• _Aim of the task_
Write out the lines exactly as they appear, from the line with "Study the scene above and determine whether any black" through the line with "xmin=343 ymin=480 xmax=459 ymax=507", both included.

• _Raw data_
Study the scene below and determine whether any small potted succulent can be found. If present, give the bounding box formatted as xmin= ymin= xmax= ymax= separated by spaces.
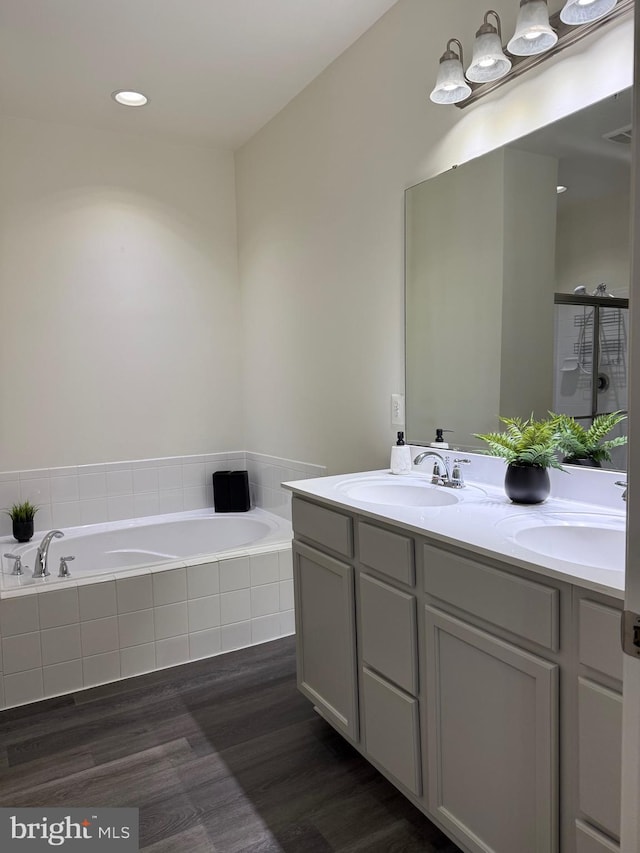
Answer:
xmin=7 ymin=501 xmax=38 ymax=542
xmin=549 ymin=412 xmax=627 ymax=468
xmin=475 ymin=415 xmax=562 ymax=504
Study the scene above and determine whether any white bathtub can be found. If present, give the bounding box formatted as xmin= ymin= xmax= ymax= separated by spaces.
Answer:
xmin=0 ymin=509 xmax=291 ymax=590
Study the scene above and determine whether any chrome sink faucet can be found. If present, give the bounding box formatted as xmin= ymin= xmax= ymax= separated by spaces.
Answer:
xmin=413 ymin=450 xmax=470 ymax=489
xmin=33 ymin=530 xmax=64 ymax=578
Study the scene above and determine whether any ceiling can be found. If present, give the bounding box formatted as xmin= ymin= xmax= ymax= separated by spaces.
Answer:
xmin=0 ymin=0 xmax=396 ymax=149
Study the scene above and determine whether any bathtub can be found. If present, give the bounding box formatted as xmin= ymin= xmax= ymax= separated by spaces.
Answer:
xmin=0 ymin=509 xmax=291 ymax=590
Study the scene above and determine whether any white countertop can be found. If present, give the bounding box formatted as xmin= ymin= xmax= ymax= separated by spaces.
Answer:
xmin=283 ymin=470 xmax=626 ymax=599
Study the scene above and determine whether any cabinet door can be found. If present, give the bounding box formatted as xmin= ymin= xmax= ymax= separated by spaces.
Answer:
xmin=293 ymin=542 xmax=358 ymax=741
xmin=426 ymin=607 xmax=558 ymax=853
xmin=578 ymin=678 xmax=622 ymax=838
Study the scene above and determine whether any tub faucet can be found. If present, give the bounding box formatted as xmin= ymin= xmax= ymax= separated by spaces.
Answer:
xmin=413 ymin=450 xmax=470 ymax=489
xmin=33 ymin=530 xmax=64 ymax=578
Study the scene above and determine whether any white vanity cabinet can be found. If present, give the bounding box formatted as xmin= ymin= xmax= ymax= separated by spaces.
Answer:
xmin=293 ymin=495 xmax=622 ymax=853
xmin=574 ymin=589 xmax=622 ymax=853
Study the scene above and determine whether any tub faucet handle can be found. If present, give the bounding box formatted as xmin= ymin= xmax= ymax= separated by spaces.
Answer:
xmin=4 ymin=554 xmax=22 ymax=575
xmin=58 ymin=557 xmax=75 ymax=578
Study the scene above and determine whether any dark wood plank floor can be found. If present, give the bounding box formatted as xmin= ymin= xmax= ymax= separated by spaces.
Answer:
xmin=0 ymin=638 xmax=458 ymax=853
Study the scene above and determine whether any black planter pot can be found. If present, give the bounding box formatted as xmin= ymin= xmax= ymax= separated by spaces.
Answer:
xmin=13 ymin=519 xmax=33 ymax=542
xmin=562 ymin=456 xmax=602 ymax=468
xmin=504 ymin=462 xmax=551 ymax=504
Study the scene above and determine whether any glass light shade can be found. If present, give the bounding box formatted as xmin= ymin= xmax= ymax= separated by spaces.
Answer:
xmin=560 ymin=0 xmax=618 ymax=26
xmin=466 ymin=32 xmax=511 ymax=83
xmin=429 ymin=59 xmax=471 ymax=104
xmin=507 ymin=0 xmax=558 ymax=56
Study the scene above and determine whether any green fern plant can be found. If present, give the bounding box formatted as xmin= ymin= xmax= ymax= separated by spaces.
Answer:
xmin=5 ymin=501 xmax=38 ymax=523
xmin=475 ymin=414 xmax=562 ymax=470
xmin=549 ymin=412 xmax=627 ymax=463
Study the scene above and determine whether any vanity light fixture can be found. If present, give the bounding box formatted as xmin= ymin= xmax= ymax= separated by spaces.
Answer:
xmin=507 ymin=0 xmax=558 ymax=56
xmin=429 ymin=39 xmax=471 ymax=104
xmin=111 ymin=89 xmax=149 ymax=107
xmin=466 ymin=9 xmax=511 ymax=83
xmin=560 ymin=0 xmax=618 ymax=27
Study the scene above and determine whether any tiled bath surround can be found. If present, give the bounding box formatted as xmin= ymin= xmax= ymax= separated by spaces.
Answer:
xmin=0 ymin=451 xmax=326 ymax=708
xmin=0 ymin=450 xmax=326 ymax=536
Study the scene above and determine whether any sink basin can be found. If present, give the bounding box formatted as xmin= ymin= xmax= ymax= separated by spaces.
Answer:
xmin=501 ymin=513 xmax=626 ymax=572
xmin=343 ymin=480 xmax=459 ymax=507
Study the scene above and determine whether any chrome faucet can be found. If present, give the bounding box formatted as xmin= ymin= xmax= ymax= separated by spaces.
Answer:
xmin=33 ymin=530 xmax=64 ymax=578
xmin=413 ymin=450 xmax=470 ymax=489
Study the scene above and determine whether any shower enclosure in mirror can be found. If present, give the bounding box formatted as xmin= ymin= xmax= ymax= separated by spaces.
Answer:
xmin=405 ymin=90 xmax=631 ymax=468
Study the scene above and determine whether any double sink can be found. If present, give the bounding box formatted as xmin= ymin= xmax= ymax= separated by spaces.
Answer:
xmin=337 ymin=474 xmax=626 ymax=572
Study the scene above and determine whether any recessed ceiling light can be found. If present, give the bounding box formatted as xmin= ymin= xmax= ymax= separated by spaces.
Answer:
xmin=111 ymin=89 xmax=149 ymax=107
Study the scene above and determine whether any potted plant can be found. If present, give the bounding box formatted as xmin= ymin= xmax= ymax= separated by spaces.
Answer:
xmin=549 ymin=412 xmax=627 ymax=468
xmin=476 ymin=415 xmax=562 ymax=504
xmin=7 ymin=501 xmax=38 ymax=542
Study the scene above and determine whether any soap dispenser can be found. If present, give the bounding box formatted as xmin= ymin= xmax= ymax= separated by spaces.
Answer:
xmin=391 ymin=432 xmax=411 ymax=474
xmin=430 ymin=427 xmax=453 ymax=450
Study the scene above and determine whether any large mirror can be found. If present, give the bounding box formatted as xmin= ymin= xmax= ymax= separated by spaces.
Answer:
xmin=405 ymin=90 xmax=631 ymax=469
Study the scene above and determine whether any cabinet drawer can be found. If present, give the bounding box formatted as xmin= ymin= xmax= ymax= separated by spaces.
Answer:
xmin=360 ymin=575 xmax=418 ymax=695
xmin=578 ymin=678 xmax=622 ymax=838
xmin=576 ymin=820 xmax=620 ymax=853
xmin=424 ymin=545 xmax=559 ymax=651
xmin=291 ymin=498 xmax=353 ymax=557
xmin=580 ymin=599 xmax=622 ymax=681
xmin=358 ymin=522 xmax=416 ymax=586
xmin=362 ymin=667 xmax=422 ymax=797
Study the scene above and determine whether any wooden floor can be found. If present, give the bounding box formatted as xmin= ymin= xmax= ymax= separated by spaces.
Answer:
xmin=0 ymin=638 xmax=458 ymax=853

• _Exercise response_
Study the scene above and determine whether any black planter pot can be found. If present, give the bounding box formatted as xmin= ymin= xmax= ymax= separated by spaces.
Answer:
xmin=13 ymin=519 xmax=33 ymax=542
xmin=562 ymin=456 xmax=602 ymax=468
xmin=504 ymin=462 xmax=551 ymax=504
Study the scene above and determine whether any glass light shade can be found. If present, give the bounding box formatted as xmin= ymin= xmax= ymax= separated by spaces.
Answer:
xmin=560 ymin=0 xmax=618 ymax=26
xmin=466 ymin=32 xmax=511 ymax=83
xmin=429 ymin=59 xmax=471 ymax=104
xmin=507 ymin=0 xmax=558 ymax=56
Study the scene above and determine whether any green fern plant can be found. If present, give the bounding box formatted as xmin= ymin= xmax= ymax= separated by spaces.
Answer:
xmin=5 ymin=501 xmax=38 ymax=523
xmin=475 ymin=414 xmax=562 ymax=470
xmin=549 ymin=412 xmax=627 ymax=463
Study the scene above and determine whether any vanity light fixture can be found. If present, give the bounding box formatted as xmin= ymin= xmax= ymax= separated by spaces.
Answer:
xmin=507 ymin=0 xmax=558 ymax=56
xmin=429 ymin=39 xmax=471 ymax=104
xmin=111 ymin=89 xmax=149 ymax=107
xmin=466 ymin=9 xmax=511 ymax=83
xmin=560 ymin=0 xmax=618 ymax=27
Study the scene above and determine whether any tiled bath surround can be found. If present, give the bounding box formatted as xmin= ymin= xmax= ymax= separated by spaces.
Answer:
xmin=0 ymin=451 xmax=326 ymax=708
xmin=0 ymin=450 xmax=326 ymax=536
Study the scene above and determine whether any sink basin can be found. If present, give the bounding box formatted as xmin= ymin= xmax= ymax= separated by spaces.
Answer:
xmin=501 ymin=513 xmax=626 ymax=572
xmin=343 ymin=480 xmax=459 ymax=507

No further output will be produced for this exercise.